§ **SELECTED TEXT**

A suspected IRA member has been charged with five counts of attempted murder in connection with a 1989 bomb attack on a British military base in Germany.
The federal prosecutor in Karlsruhe stated yesterday that Leonard Joseph Hardy (45), from Antrim, will also face charges of deliberately causing an explosion. Mr Hardy, who has British and Irish citizenship, was arrested in Spain last August and turned himself over to German authorities in January before being released on €20,000 bail.
Germany's chief federal prosecutor accuses him of being a member of an IRA active service unit that carried out the attack on army base accommodation in Osnabrück on June 19th, 1989.
The perpetrators mounted five explosive devices containing a total of 120kg of Semtex on the three exterior walls of block 12 of the "Quebec Barracks" with the intent of killing the soldiers sleeping inside. After setting the detonator they were disturbed by a base employee.
One member of the unit fired a warning shot from an automatic pistol and the employee was subsequently knocked unconscious during a struggle.

§ **DATA PROVIDED**
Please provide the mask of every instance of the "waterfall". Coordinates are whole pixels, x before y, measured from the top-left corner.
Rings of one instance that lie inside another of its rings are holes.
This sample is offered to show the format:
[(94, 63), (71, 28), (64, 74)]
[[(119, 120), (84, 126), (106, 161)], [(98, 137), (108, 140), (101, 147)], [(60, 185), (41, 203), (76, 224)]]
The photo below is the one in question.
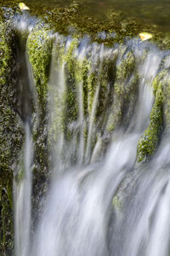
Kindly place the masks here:
[[(36, 33), (26, 43), (39, 101), (30, 119), (43, 124), (48, 116), (49, 182), (34, 212), (37, 125), (25, 121), (24, 171), (14, 189), (16, 255), (168, 256), (169, 51), (139, 38), (110, 48), (87, 36)], [(37, 50), (47, 47), (42, 69), (32, 38)]]

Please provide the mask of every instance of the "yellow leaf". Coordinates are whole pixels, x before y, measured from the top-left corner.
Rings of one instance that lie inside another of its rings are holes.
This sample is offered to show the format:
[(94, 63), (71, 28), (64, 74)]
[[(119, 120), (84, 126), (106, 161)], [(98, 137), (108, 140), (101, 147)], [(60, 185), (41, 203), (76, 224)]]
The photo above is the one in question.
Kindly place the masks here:
[(139, 33), (139, 36), (140, 37), (142, 41), (150, 39), (153, 37), (152, 34), (150, 34), (150, 33), (147, 33), (147, 32)]
[(19, 3), (19, 7), (21, 10), (25, 10), (25, 9), (30, 9), (29, 7), (27, 7), (24, 3)]

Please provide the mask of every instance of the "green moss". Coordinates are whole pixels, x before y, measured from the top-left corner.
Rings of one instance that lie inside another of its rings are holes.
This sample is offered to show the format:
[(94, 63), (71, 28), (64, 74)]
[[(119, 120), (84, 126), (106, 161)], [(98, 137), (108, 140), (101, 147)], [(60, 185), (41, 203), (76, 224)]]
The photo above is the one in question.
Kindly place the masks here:
[(154, 154), (163, 129), (163, 84), (161, 78), (162, 75), (156, 77), (153, 82), (156, 98), (150, 116), (150, 125), (138, 143), (139, 162), (146, 160)]
[(38, 27), (30, 33), (27, 40), (29, 60), (42, 110), (45, 109), (47, 102), (52, 43), (50, 31)]
[[(0, 18), (1, 20), (1, 18)], [(0, 20), (0, 254), (11, 255), (14, 249), (13, 173), (20, 151), (23, 131), (13, 109), (14, 65), (9, 22)]]
[[(128, 109), (130, 108), (130, 104), (134, 105), (135, 96), (138, 90), (137, 84), (139, 79), (135, 71), (134, 56), (131, 51), (125, 54), (125, 49), (122, 49), (122, 46), (120, 47), (120, 53), (121, 56), (118, 60), (118, 65), (116, 71), (113, 103), (106, 125), (106, 130), (109, 132), (113, 131), (116, 127), (118, 127), (120, 122), (122, 120), (123, 115), (125, 114), (124, 112), (128, 112)], [(130, 118), (129, 113), (128, 119)], [(126, 117), (128, 118), (128, 116)], [(128, 120), (126, 120), (126, 122), (128, 122)]]

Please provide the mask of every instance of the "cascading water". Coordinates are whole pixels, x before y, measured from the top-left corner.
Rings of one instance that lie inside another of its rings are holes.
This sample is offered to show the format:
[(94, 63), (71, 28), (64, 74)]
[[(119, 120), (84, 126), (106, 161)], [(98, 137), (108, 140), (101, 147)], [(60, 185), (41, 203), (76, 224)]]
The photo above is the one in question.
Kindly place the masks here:
[(139, 39), (110, 49), (88, 38), (48, 37), (51, 183), (31, 238), (33, 145), (26, 125), (25, 175), (14, 185), (16, 255), (167, 256), (168, 129), (150, 162), (137, 159), (158, 119), (152, 84), (169, 83), (169, 52)]

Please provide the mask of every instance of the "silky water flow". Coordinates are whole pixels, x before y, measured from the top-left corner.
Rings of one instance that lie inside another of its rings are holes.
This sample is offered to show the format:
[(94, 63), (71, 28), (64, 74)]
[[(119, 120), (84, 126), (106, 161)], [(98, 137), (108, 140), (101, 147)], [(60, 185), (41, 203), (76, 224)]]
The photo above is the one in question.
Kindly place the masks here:
[(33, 143), (26, 123), (24, 177), (14, 189), (16, 256), (168, 256), (168, 129), (149, 162), (137, 163), (137, 147), (169, 52), (135, 38), (111, 49), (49, 37), (51, 183), (31, 231)]

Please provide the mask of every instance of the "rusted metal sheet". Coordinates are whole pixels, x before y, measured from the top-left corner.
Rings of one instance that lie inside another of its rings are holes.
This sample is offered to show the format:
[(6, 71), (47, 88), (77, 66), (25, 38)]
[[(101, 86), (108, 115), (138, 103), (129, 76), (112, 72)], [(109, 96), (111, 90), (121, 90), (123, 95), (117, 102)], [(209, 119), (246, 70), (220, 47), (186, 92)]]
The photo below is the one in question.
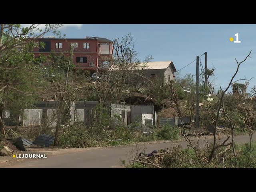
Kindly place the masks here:
[(54, 137), (45, 134), (41, 134), (33, 142), (33, 143), (40, 146), (48, 147), (54, 140)]

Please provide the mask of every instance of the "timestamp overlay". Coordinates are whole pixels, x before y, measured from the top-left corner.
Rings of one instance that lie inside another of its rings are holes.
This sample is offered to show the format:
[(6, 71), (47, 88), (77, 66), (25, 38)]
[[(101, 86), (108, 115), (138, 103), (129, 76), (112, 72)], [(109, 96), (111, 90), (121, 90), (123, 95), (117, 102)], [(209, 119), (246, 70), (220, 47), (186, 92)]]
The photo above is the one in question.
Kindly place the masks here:
[(15, 39), (26, 39), (28, 38), (28, 35), (16, 35), (14, 36), (14, 37)]
[[(235, 35), (234, 36), (236, 37), (236, 40), (234, 42), (234, 43), (241, 43), (241, 41), (240, 41), (239, 40), (239, 35), (238, 33), (235, 34)], [(233, 41), (234, 41), (234, 38), (233, 38), (232, 37), (230, 37), (229, 38), (229, 40), (230, 42), (232, 42)]]

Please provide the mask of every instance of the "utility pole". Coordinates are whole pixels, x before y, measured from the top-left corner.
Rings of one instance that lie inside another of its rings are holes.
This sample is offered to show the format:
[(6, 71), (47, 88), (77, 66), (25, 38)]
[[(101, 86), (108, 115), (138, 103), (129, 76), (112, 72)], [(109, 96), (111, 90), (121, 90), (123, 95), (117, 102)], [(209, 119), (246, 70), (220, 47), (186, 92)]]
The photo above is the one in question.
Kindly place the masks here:
[(196, 56), (196, 127), (199, 128), (199, 57)]
[(205, 78), (204, 79), (204, 87), (207, 88), (208, 87), (208, 80), (207, 79), (207, 52), (206, 52), (204, 54), (205, 56), (205, 69), (204, 71), (205, 71)]

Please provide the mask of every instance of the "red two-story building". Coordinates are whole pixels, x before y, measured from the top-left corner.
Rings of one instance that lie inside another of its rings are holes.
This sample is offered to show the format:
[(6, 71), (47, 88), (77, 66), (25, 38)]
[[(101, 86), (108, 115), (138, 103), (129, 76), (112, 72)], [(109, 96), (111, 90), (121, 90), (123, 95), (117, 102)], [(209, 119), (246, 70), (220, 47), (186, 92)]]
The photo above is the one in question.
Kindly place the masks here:
[(108, 39), (94, 37), (81, 39), (58, 39), (48, 37), (38, 39), (44, 42), (44, 47), (33, 50), (36, 57), (47, 56), (51, 52), (62, 52), (69, 55), (70, 45), (73, 48), (73, 61), (76, 69), (97, 71), (108, 67), (108, 61), (112, 56), (113, 42)]

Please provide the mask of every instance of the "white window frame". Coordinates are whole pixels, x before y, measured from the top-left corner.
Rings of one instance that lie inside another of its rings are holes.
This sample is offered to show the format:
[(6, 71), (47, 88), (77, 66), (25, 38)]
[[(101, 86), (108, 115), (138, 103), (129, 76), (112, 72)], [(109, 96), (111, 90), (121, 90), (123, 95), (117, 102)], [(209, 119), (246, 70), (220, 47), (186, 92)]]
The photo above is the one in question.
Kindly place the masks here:
[[(58, 44), (58, 47), (56, 47), (56, 46), (57, 45), (57, 44)], [(60, 47), (60, 44), (61, 45)], [(55, 48), (56, 49), (61, 49), (62, 48), (62, 43), (55, 43)]]
[[(78, 48), (78, 43), (74, 42), (71, 43), (71, 46), (72, 46), (73, 48)], [(74, 46), (74, 45), (75, 44), (76, 44), (76, 46)]]
[(96, 118), (96, 110), (95, 109), (91, 110), (91, 118), (95, 119)]
[[(85, 44), (85, 47), (84, 46)], [(83, 48), (84, 49), (90, 49), (90, 43), (84, 43), (84, 44), (83, 44)]]

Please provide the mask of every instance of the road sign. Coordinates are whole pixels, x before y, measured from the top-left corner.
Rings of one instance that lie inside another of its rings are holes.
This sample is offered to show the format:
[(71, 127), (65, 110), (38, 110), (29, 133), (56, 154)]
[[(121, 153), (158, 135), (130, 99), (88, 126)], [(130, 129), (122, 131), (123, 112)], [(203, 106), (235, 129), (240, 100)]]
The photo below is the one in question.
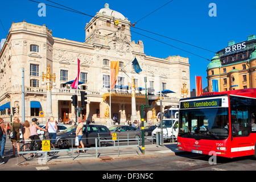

§ **TASK REQUIREMENTS**
Name every country and town that the report on the Osnabrück bomb charges mentions, leaving out the barracks.

§ **WRITTEN REPLY**
Germany, Karlsruhe, Antrim, Spain, Osnabrück